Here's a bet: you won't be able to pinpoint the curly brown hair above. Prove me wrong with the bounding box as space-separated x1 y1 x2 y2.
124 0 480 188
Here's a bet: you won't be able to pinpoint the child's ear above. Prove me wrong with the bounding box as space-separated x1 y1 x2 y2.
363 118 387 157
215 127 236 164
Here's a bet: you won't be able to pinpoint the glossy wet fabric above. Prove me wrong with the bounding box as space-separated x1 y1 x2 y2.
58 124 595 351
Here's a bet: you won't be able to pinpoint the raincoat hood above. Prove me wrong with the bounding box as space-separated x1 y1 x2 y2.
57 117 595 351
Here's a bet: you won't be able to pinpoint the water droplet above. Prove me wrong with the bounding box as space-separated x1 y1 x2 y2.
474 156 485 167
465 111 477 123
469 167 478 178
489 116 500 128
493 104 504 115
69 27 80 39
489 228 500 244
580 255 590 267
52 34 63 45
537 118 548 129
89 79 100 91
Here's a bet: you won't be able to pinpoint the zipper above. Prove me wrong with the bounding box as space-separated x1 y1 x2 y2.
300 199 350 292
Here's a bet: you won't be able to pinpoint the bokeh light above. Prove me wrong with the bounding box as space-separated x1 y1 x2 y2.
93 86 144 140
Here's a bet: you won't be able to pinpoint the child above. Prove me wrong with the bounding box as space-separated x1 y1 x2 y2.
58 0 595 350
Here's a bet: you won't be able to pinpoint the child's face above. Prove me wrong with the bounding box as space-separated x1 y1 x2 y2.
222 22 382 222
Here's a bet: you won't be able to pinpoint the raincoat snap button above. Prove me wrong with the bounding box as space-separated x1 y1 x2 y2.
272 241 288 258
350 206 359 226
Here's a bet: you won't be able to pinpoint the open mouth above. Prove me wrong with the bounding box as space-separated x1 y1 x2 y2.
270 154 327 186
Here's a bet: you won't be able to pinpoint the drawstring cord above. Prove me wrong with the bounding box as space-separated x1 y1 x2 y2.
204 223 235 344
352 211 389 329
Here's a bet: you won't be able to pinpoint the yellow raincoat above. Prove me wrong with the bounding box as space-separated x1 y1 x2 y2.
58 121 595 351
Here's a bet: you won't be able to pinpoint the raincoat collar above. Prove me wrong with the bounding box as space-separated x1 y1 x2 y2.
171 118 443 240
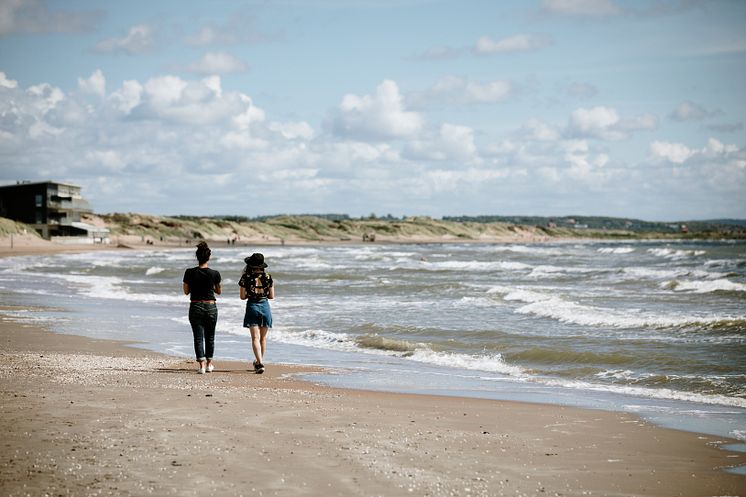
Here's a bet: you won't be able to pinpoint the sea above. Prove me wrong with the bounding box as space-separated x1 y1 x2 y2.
0 240 746 458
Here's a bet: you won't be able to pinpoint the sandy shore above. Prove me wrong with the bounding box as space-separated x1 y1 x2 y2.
0 306 746 497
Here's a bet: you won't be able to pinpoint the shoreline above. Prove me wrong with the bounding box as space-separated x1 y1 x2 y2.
0 308 746 496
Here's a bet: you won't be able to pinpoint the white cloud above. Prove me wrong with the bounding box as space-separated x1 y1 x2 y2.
185 52 249 75
567 106 658 141
331 80 424 140
523 119 561 142
78 69 106 97
0 0 103 36
109 80 143 114
472 34 553 55
541 0 622 17
650 141 696 164
269 122 316 140
668 101 719 121
95 24 155 55
0 66 746 219
570 106 624 140
0 71 18 88
410 76 513 108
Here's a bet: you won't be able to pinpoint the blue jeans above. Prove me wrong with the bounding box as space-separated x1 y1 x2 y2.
189 302 218 361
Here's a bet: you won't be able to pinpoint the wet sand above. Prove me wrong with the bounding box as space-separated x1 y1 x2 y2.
0 306 746 497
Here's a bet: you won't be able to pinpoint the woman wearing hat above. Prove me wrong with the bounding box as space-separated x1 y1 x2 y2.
238 253 275 374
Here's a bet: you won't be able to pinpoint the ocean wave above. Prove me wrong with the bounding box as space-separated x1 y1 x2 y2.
648 248 707 261
596 247 635 254
355 335 423 353
528 265 598 278
661 279 746 293
730 430 746 441
620 267 724 280
33 273 187 303
264 330 524 376
530 378 746 408
507 348 637 365
420 261 533 271
487 286 746 328
492 245 565 255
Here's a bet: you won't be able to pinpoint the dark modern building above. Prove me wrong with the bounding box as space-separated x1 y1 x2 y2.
0 181 108 239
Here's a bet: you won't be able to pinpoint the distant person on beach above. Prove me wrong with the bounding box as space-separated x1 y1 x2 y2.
184 242 222 374
238 253 275 374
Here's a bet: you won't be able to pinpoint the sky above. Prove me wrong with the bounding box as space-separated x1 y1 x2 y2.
0 0 746 221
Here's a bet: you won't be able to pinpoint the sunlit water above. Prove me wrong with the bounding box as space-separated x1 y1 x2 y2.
0 238 746 440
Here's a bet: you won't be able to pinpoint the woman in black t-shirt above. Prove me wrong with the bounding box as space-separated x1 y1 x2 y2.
184 242 222 374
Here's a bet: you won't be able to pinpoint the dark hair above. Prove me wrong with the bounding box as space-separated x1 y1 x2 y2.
197 242 212 264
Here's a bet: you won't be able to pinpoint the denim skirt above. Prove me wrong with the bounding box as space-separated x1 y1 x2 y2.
243 299 272 328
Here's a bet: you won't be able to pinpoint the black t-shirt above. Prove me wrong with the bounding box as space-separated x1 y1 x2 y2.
184 267 220 300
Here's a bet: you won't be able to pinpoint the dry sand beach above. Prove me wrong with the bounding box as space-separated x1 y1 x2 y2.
0 240 746 496
0 319 746 496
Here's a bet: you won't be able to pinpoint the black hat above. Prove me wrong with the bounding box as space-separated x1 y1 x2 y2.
243 253 267 267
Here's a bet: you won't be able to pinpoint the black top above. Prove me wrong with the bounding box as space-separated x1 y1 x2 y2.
184 267 220 300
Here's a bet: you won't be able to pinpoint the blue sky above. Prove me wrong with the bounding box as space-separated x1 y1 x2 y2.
0 0 746 220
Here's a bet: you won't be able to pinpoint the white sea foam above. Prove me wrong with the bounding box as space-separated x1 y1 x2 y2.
492 245 564 255
528 265 598 278
530 378 746 408
648 248 707 261
622 267 723 280
596 247 635 254
487 286 743 328
36 273 185 303
661 278 746 293
730 430 746 442
421 261 532 271
264 330 524 376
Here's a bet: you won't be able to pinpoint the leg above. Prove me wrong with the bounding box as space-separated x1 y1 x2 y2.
189 305 206 372
249 326 263 364
205 305 218 368
259 326 269 362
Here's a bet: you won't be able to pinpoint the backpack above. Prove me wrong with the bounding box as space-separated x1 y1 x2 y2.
238 271 272 302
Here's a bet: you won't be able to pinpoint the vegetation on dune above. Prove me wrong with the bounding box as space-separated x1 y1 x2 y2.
0 213 746 243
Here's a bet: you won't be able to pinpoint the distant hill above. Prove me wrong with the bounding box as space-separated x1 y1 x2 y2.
443 216 746 238
77 213 746 243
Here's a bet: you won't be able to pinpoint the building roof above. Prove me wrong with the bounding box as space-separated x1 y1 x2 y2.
0 180 80 188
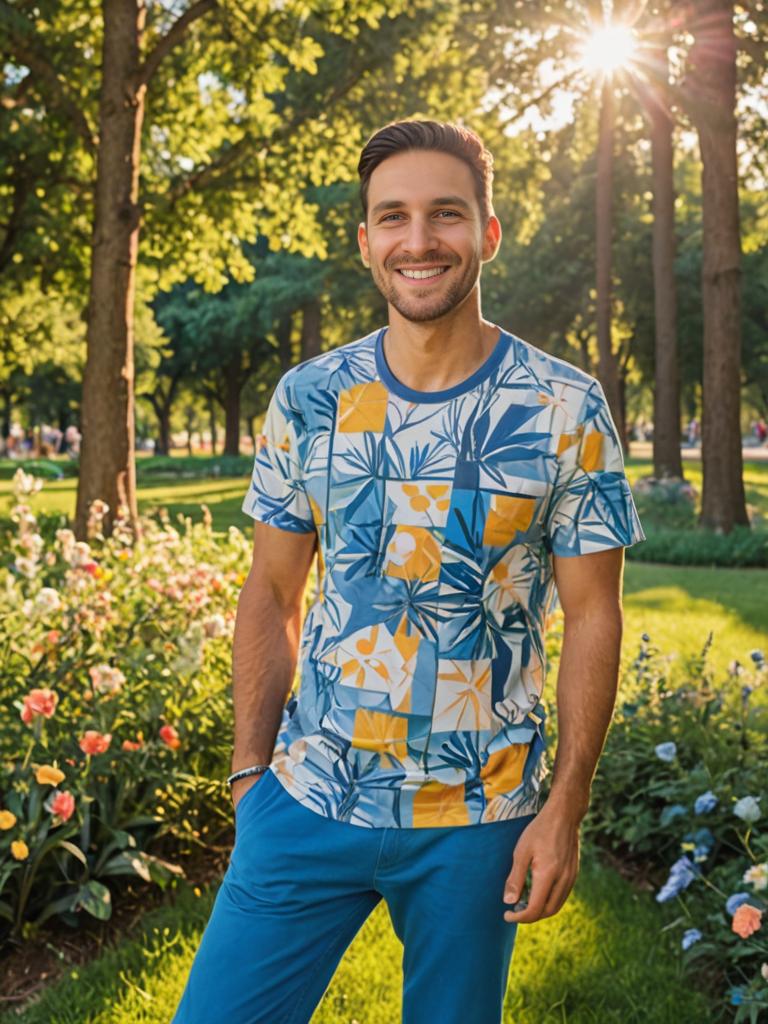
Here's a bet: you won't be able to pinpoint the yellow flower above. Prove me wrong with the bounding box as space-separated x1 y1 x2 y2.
10 839 30 860
35 765 67 785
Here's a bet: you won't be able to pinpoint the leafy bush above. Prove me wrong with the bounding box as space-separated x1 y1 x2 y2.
585 636 768 1021
136 455 253 482
0 471 250 941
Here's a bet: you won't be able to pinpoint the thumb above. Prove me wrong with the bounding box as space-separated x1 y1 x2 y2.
504 843 530 903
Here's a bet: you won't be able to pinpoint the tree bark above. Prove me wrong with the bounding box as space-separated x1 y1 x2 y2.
595 77 627 447
75 0 145 539
224 351 245 455
300 298 323 361
648 47 683 478
686 0 749 534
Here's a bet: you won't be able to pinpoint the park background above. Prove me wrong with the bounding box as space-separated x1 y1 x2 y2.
0 0 768 1024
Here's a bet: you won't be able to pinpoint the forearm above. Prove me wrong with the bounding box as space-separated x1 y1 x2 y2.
231 577 301 771
548 602 623 820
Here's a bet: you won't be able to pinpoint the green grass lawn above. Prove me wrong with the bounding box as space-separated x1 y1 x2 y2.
0 851 716 1024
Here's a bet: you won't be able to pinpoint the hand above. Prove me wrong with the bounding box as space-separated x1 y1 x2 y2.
504 803 579 925
231 771 265 811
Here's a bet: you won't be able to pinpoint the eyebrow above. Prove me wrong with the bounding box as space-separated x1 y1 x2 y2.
371 196 472 217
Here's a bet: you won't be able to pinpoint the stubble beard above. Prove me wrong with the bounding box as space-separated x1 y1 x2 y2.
371 251 480 324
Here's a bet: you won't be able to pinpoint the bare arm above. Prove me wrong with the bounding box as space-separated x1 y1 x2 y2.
231 521 317 806
548 548 624 820
504 548 624 924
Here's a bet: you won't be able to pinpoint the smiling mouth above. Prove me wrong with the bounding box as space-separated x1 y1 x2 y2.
397 266 450 281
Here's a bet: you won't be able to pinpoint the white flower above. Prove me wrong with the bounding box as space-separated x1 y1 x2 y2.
35 587 61 615
68 541 91 569
733 797 760 822
13 555 37 580
741 862 768 891
88 665 125 693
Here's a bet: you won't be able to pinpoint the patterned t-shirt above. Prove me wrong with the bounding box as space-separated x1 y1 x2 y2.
243 328 644 827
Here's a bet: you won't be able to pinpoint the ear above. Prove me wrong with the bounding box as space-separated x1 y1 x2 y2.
482 213 502 263
357 220 371 266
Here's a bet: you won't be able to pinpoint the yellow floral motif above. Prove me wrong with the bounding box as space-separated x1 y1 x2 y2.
480 743 530 800
579 430 605 473
0 811 16 831
414 782 469 828
482 495 536 547
384 524 440 582
338 381 389 434
352 708 408 758
402 483 451 512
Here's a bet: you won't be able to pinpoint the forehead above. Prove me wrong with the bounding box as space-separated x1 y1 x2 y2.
368 150 475 213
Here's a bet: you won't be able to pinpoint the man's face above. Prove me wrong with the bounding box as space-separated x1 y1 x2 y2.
357 150 501 323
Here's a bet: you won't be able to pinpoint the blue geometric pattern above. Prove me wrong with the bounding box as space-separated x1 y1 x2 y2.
243 328 644 827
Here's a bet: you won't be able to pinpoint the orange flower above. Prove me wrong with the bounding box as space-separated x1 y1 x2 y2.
160 725 181 751
50 790 75 821
731 903 763 939
80 729 112 754
10 839 30 860
22 687 58 725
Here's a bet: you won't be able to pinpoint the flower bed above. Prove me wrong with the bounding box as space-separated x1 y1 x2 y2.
0 470 250 942
585 636 768 1022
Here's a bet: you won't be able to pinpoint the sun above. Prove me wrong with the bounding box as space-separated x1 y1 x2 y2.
581 25 637 75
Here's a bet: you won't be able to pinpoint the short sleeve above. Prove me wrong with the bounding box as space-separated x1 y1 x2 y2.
242 377 314 534
547 381 645 555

__Given problem__
Rewrite the rows from the very first line through the one containing "58 124 595 351", requests and all, and shift every bounding-box coordinate in the answers up by 113.

__Answer to this task__
Here's a bet: you won't be able to pinpoint the curly brown hair above. Prove me wrong with the bounding box as space-separated x1 y1 x2 y2.
237 113 593 301
Here's a bet: you won't be able to pinpoint the child's ear above. Prove me wrong with the bounding box as space-separated x1 y1 x2 y2.
476 231 500 270
328 240 349 277
Here's a bet: you won't be able to pinpoint the glossy wet fabric above. Prove me wrong with the bounding box as space-separated x1 y1 x2 y2.
171 237 708 464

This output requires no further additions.